(Exercise details): The records below need retyping in full; give them again exactly.

Pointing records

--------------------

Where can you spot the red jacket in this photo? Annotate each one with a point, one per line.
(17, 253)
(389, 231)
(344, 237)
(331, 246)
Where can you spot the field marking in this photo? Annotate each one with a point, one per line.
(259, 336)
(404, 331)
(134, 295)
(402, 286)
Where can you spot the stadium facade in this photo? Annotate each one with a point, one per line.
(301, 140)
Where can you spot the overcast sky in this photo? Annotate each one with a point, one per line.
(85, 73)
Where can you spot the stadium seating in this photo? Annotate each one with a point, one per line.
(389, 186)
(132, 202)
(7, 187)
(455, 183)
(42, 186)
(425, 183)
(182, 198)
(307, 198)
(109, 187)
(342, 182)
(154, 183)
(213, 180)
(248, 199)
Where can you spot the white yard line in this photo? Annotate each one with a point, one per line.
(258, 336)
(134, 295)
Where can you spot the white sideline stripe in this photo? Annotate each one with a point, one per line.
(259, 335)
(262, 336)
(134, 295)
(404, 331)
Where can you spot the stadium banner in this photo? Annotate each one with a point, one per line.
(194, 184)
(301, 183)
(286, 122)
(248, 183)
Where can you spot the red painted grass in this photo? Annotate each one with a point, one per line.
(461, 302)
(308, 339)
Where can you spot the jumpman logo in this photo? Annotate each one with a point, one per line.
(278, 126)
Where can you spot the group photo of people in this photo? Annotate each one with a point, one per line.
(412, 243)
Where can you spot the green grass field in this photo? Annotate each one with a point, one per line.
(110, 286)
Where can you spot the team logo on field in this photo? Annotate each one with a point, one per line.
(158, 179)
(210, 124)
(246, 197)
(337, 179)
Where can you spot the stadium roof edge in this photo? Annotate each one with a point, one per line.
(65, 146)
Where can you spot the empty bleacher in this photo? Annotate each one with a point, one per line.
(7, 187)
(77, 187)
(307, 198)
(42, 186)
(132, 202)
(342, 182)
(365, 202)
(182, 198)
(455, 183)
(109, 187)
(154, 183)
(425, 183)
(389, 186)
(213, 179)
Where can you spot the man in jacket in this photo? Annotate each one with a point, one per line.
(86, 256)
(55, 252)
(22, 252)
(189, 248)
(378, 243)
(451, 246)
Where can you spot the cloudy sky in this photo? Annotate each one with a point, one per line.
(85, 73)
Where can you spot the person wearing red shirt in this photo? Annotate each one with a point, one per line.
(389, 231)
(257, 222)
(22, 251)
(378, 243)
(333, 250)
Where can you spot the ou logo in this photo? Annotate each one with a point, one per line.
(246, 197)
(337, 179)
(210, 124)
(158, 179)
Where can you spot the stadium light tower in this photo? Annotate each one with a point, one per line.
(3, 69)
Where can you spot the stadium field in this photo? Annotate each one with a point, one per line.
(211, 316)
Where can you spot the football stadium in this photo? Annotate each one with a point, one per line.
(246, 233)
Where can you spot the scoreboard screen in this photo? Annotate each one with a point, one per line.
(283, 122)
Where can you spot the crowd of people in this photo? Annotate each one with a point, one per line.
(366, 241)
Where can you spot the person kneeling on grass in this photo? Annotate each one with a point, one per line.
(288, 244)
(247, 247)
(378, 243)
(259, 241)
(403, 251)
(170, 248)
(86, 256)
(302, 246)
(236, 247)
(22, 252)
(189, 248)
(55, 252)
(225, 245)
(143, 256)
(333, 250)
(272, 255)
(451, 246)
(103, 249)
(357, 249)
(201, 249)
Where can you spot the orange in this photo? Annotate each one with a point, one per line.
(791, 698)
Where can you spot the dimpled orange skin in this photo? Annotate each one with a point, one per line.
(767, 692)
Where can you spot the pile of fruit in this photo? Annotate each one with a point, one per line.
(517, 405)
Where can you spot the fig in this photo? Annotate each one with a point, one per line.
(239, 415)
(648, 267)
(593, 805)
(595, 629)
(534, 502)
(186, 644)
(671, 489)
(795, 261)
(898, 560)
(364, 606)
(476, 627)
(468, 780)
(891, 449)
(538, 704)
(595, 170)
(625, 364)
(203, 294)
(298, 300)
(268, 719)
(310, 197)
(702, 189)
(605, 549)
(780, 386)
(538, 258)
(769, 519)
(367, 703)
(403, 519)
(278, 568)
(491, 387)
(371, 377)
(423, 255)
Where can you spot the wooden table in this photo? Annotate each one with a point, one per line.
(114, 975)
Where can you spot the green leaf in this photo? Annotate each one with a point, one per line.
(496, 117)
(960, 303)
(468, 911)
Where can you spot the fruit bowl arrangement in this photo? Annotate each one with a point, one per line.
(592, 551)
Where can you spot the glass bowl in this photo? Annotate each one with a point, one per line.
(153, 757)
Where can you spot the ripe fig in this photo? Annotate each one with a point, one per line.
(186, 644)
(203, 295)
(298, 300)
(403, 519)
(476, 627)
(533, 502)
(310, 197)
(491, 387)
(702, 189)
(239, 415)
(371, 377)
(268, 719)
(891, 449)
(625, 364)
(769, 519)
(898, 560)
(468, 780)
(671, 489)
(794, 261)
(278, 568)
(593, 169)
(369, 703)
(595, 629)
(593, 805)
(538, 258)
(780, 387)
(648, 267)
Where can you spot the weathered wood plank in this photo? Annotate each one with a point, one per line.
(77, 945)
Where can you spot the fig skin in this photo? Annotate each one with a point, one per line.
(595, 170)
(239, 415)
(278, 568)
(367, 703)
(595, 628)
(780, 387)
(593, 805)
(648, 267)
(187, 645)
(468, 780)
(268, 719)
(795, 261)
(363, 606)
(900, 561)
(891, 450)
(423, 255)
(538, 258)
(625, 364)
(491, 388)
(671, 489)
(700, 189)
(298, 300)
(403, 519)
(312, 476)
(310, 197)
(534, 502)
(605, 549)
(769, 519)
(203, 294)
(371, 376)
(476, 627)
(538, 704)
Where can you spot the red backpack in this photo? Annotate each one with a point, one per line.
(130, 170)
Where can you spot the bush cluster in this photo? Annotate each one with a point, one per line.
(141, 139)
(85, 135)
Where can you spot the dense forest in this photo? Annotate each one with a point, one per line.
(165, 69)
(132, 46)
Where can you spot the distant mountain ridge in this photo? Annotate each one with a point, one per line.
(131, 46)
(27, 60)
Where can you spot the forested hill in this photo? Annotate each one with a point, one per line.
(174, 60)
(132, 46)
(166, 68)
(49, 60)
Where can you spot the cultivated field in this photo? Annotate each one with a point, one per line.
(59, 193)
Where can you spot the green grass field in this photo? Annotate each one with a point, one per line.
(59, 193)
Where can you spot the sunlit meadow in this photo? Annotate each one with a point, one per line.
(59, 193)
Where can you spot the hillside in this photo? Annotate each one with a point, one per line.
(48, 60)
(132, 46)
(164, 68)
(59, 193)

--------------------

(Task output):
Where can you spot the red jacket in this photo? Annotate each one with a point, one per line.
(17, 253)
(389, 231)
(344, 237)
(331, 246)
Where can you spot the field marking in this photo? Annotate each one with a point, one per line.
(259, 336)
(404, 331)
(134, 295)
(402, 286)
Where can you spot the stadium facade in this photo? Annotate each one with a point, one per line.
(301, 140)
Where can you spot the overcast sky in this photo? Annotate each one with a point, one per line.
(85, 73)
Where can you spot the stadium seating in this photo? Annotate each one with a point, one per line.
(389, 186)
(132, 202)
(7, 187)
(455, 183)
(42, 186)
(425, 183)
(182, 198)
(307, 198)
(109, 187)
(342, 182)
(154, 183)
(213, 180)
(248, 199)
Where can you spot the white yard line in this photo? Annotate each one with a point, one per line.
(258, 336)
(134, 295)
Where can you spot the white sideline stripe in this photo? Annotate each one with a point, one per line.
(259, 335)
(262, 336)
(134, 295)
(404, 331)
Where can you spot the stadium banner in this photo? Annotate each one with a point, one per line.
(194, 184)
(301, 183)
(286, 122)
(248, 183)
Where can you spot the red painted grass in this photo? Annotate each one with a point, one per line.
(461, 302)
(308, 339)
Where can you spot the jumpman logo in this photo? Annotate each one with a point, one per line.
(278, 126)
Where can you spot the group photo of people in this photo? Annotate each one with a point, one per line.
(412, 243)
Where can you spot the green grass field in this photo? Annotate each one with a point, one per line.
(110, 286)
Where can you spot the team logo on field in this photo? Annotate each one with a point, one per line.
(158, 179)
(210, 124)
(246, 197)
(337, 179)
Where can you spot the stadium roof edge in this photo? Annotate each one with a point, one per line.
(65, 146)
Where can you spot the empty bleacher in this photo? Annotate each one with a point, one per line.
(7, 187)
(77, 187)
(307, 198)
(42, 186)
(132, 202)
(342, 182)
(365, 202)
(182, 198)
(455, 183)
(109, 187)
(154, 183)
(425, 183)
(389, 186)
(213, 179)
Where can you spot the man in jacket in this photo? Annotate each one with a point, one per line.
(86, 256)
(55, 252)
(22, 252)
(189, 248)
(378, 243)
(451, 246)
Where can you spot the cloudy sky in this photo? Annotate each one with a point, one per line.
(85, 73)
Where can you spot the person wearing red shirt in this photo? Annotate each one with a point, one per line.
(389, 231)
(257, 222)
(22, 251)
(378, 243)
(333, 250)
Where can you spot the ou logo in this photo? Annotate each one with a point, one per line.
(246, 197)
(337, 179)
(210, 124)
(158, 179)
Where can you spot the stadium light tower in this photo? Annotate each one with a point, one per line.
(3, 69)
Where can you spot the stadium field in this photo? Annotate each one with a point, one per line.
(211, 316)
Where can you spot the football stadium in this photo? Annotate each one with a point, one per line.
(246, 233)
Where can you spot the scoreboard screen in this photo? Annotate each one with a point, one per line.
(283, 122)
Where can you spot the crowd of people in this photo? Annotate each one with a point, one per line.
(366, 241)
Where can you spot the person kneeling on grass in this photo? Annotate each one with a point, one per line.
(288, 244)
(247, 247)
(378, 243)
(259, 241)
(403, 251)
(170, 248)
(86, 256)
(302, 246)
(236, 247)
(22, 252)
(189, 248)
(55, 252)
(225, 245)
(143, 256)
(333, 250)
(272, 255)
(451, 246)
(103, 249)
(357, 249)
(201, 249)
Where can you spot the orange in this photo? Annotate each one with a point, one per line.
(791, 698)
Where can you spot the dimpled orange skin in this photo? Annotate each one with a point, one per line.
(767, 692)
Where can you spot the pile of fruit in this photo? Annotate each one with a point, one per line.
(517, 405)
Where can you spot the fig in this photo? Annotate each one with a point, one per line.
(239, 415)
(648, 267)
(593, 805)
(595, 629)
(534, 502)
(186, 644)
(671, 489)
(795, 261)
(898, 560)
(364, 606)
(476, 627)
(468, 780)
(891, 449)
(538, 704)
(595, 170)
(625, 364)
(203, 294)
(298, 300)
(268, 719)
(310, 197)
(702, 189)
(605, 549)
(780, 386)
(538, 258)
(769, 519)
(367, 703)
(403, 519)
(278, 568)
(491, 387)
(371, 377)
(423, 255)
Where can you spot the wooden table in this photo? Annotate each one with a point, one per line.
(114, 975)
Where can you spot the green leaf in this photo? Annotate each one with a point, one per line.
(496, 117)
(960, 303)
(468, 911)
Where can you spot the fruit bowl arrangement in this photo? Annotate each one with a point, one per line.
(592, 551)
Where can you spot the glass bowl in this photo? Annotate each one with a point, one per line.
(153, 757)
Where can you spot the ripe fig in this photo? Annotate each one with a point, one per line.
(186, 644)
(203, 295)
(298, 300)
(403, 519)
(476, 627)
(533, 502)
(310, 197)
(491, 387)
(702, 189)
(239, 415)
(371, 377)
(268, 719)
(891, 449)
(625, 364)
(769, 519)
(898, 560)
(468, 780)
(671, 489)
(794, 261)
(278, 568)
(593, 169)
(369, 703)
(595, 629)
(593, 805)
(538, 258)
(780, 387)
(648, 267)
Where can you spot the weathered wood plank in this photo? Annotate each one with a point, one per line.
(77, 945)
Where can you spot the fig skin in this photo? Annotate each one with a point, one per line.
(595, 170)
(239, 415)
(278, 568)
(367, 703)
(595, 628)
(780, 387)
(593, 805)
(648, 267)
(187, 645)
(468, 780)
(268, 719)
(795, 261)
(363, 606)
(900, 561)
(891, 450)
(423, 255)
(538, 258)
(625, 364)
(491, 388)
(671, 489)
(700, 189)
(298, 300)
(403, 519)
(312, 476)
(310, 197)
(534, 502)
(605, 549)
(769, 519)
(203, 294)
(371, 376)
(476, 627)
(538, 704)
Where can you spot the red backpack in this photo? Annotate each one with a point, one per line.
(130, 170)
Where can you spot the bush cluster in this photo? Annotate each one with a point, one per line.
(141, 139)
(85, 135)
Where can you spot the dense forest in this photo? Annotate each one with a point, one per line.
(165, 69)
(132, 46)
Where can you spot the distant mountain ridge in this photo? Annotate each one with a point, one per line.
(131, 46)
(27, 60)
Where can you spot the forested hill in this photo? Annotate each one with a point, one per line.
(174, 60)
(132, 46)
(166, 68)
(49, 60)
Where can you spot the cultivated field in this photo? Annotate each one with a point, one per line.
(59, 193)
Where can you spot the green grass field in this photo? Annotate each one with a point, one per line.
(59, 193)
Where can you spot the sunlit meadow in this photo? Annotate each one with a point, one per line.
(59, 193)
Where can you spot the hillside in this photo? Annotate each one with a point, one per line.
(48, 60)
(132, 46)
(164, 68)
(59, 193)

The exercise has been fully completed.